TEXT SECTION:
>>>

A ScaledObject is a Kubernetes Custom Resource Definition (CRD) that defines the relationship between an event source and a specific workload (such as a Deployment or StatefulSet) for scaling purposes. It contains the necessary information for KEDA to monitor the specified event source and trigger scaling actions based on the defined criteria.

To deploy the ScaledObject, we need to create a configuration file, typically named scaledobjects.yaml. This file will include the details of the event source that KEDA will monitor and the scaling parameters for our sample application.

<<<

DATASET EXTRACT:
>>>

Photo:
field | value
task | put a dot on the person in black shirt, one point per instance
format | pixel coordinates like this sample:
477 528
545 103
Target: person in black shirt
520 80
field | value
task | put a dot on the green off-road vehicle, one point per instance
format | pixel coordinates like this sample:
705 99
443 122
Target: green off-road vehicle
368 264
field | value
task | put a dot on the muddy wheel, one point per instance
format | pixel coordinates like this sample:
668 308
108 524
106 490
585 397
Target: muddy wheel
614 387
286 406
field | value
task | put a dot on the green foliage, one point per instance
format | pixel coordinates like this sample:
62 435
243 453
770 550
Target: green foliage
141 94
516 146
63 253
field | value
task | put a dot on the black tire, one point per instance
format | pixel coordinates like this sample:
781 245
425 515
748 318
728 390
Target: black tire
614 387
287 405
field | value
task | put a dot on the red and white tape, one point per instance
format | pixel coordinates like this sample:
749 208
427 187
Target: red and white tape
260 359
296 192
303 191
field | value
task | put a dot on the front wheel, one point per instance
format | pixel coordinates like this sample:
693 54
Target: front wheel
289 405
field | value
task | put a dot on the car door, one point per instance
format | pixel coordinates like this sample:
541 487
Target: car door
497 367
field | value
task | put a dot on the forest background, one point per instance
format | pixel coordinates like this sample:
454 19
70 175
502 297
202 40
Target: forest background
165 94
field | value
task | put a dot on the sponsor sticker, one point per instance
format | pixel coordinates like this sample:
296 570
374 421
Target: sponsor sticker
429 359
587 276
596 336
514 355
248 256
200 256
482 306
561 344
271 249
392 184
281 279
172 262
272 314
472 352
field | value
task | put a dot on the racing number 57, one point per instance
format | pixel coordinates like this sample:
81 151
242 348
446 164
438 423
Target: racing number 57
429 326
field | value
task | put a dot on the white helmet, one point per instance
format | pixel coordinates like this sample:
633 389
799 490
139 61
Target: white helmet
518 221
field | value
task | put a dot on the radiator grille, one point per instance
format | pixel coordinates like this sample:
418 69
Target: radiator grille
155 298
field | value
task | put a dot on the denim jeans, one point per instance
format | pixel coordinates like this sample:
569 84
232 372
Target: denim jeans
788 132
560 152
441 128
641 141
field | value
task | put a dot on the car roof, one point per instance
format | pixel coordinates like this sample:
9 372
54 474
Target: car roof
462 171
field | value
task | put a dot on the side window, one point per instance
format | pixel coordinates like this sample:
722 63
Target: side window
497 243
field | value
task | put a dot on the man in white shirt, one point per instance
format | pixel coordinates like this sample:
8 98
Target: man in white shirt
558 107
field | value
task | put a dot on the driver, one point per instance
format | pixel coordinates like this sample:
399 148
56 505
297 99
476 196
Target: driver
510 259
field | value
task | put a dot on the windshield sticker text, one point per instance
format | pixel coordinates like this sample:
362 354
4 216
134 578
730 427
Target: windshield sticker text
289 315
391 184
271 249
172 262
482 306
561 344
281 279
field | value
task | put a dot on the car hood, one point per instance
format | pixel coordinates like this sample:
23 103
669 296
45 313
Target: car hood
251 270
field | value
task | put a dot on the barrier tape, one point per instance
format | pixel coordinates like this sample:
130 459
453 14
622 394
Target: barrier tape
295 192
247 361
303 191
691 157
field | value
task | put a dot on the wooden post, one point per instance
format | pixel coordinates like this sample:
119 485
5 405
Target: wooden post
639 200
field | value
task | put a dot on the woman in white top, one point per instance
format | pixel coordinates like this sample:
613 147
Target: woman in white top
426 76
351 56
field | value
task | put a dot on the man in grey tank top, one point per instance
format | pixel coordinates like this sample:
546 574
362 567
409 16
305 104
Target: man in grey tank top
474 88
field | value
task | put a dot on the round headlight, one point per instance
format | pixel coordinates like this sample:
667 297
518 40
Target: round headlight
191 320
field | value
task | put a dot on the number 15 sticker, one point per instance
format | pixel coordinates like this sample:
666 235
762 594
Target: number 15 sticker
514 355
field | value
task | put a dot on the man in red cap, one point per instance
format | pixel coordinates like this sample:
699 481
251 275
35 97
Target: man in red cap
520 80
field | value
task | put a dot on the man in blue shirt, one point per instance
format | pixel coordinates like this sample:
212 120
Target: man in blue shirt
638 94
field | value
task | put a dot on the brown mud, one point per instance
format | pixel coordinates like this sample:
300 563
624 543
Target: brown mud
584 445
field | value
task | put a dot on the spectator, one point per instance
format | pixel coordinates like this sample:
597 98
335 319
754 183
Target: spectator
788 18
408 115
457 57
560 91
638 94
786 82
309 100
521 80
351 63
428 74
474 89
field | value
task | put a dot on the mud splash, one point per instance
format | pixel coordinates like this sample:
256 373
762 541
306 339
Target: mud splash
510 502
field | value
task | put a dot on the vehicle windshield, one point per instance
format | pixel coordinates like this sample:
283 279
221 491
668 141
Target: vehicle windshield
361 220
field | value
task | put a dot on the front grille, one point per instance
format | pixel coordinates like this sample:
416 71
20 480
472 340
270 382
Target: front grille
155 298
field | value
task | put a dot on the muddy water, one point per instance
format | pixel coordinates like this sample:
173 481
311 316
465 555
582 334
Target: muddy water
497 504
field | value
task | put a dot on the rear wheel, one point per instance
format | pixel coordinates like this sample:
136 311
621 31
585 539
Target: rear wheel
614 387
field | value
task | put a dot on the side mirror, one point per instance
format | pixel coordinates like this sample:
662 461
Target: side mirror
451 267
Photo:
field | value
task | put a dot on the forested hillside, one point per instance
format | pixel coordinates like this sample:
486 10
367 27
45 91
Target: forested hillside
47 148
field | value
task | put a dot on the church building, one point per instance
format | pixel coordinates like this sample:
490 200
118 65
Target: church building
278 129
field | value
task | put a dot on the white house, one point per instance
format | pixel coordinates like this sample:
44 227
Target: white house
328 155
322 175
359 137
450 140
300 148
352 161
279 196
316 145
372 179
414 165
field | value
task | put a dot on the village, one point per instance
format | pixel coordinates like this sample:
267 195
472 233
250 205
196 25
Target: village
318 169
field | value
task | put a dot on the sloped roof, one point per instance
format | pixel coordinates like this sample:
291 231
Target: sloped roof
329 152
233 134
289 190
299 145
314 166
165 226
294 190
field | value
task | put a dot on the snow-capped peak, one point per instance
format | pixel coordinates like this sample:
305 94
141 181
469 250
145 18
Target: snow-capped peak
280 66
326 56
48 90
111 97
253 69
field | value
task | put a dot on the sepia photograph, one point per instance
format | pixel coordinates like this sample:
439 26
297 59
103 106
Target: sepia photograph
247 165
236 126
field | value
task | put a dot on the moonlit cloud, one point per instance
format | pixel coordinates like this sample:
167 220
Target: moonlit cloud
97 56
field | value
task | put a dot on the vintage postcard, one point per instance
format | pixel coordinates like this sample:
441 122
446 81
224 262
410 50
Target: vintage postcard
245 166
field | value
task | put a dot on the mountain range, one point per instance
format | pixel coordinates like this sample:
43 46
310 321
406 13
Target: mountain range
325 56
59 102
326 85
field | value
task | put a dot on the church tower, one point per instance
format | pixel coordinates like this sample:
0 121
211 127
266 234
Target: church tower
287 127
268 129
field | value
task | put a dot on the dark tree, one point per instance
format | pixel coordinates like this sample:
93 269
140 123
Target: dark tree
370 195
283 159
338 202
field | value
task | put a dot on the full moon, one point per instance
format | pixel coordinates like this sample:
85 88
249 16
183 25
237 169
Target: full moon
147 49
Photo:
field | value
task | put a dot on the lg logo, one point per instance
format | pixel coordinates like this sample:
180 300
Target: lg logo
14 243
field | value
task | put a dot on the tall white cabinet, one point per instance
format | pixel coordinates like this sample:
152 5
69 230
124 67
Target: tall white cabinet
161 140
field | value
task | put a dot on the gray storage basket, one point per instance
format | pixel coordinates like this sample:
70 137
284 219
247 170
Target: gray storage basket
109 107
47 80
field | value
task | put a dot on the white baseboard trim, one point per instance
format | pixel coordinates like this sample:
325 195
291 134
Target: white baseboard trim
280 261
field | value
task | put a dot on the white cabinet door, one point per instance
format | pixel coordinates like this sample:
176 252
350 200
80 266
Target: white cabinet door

<<<

TASKS:
[a] According to the ScaledObject passage, what is the configuration file typically named?
[b] Write out the ScaledObject passage from "A ScaledObject is" to "our sample application.".
The entries are separate from the ScaledObject passage.

SOLUTIONS FOR EACH TASK:
[a] scaledobjects.yaml

[b]
A ScaledObject is a Kubernetes Custom Resource Definition (CRD) that defines the relationship between an event source and a specific workload (such as a Deployment or StatefulSet) for scaling purposes. It contains the necessary information for KEDA to monitor the specified event source and trigger scaling actions based on the defined criteria.

To deploy the ScaledObject, we need to create a configuration file, typically named scaledobjects.yaml. This file will include the details of the event source that KEDA will monitor and the scaling parameters for our sample application.